* DATA ROWS
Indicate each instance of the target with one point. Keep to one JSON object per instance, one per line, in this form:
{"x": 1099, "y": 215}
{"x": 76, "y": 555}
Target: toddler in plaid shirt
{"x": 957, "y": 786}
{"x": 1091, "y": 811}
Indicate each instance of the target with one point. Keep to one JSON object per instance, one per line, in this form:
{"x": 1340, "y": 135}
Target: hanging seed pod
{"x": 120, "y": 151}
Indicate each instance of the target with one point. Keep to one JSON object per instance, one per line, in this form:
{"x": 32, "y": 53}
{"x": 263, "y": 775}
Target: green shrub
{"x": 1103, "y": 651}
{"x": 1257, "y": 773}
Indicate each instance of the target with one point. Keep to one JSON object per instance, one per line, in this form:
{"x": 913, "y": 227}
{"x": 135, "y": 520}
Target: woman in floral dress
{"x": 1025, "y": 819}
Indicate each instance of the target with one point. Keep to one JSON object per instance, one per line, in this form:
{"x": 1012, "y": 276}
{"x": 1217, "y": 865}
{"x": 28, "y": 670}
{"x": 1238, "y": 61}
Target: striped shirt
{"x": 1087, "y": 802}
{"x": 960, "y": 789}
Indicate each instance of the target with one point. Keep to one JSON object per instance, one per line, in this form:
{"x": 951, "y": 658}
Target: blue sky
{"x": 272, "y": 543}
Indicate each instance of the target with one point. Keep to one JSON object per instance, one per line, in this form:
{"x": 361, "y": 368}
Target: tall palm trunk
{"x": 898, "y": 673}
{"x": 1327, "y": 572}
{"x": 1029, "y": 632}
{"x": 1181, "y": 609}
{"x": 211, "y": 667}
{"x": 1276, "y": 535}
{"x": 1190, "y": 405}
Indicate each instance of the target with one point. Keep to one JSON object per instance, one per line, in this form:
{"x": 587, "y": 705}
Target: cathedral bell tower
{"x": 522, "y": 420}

* DIRECTION
Report each line in the data above that contains the word "shirt", copied in full. Case matters.

* OUTPUT BELOW
Target: toddler in plaid shirt
Target: striped shirt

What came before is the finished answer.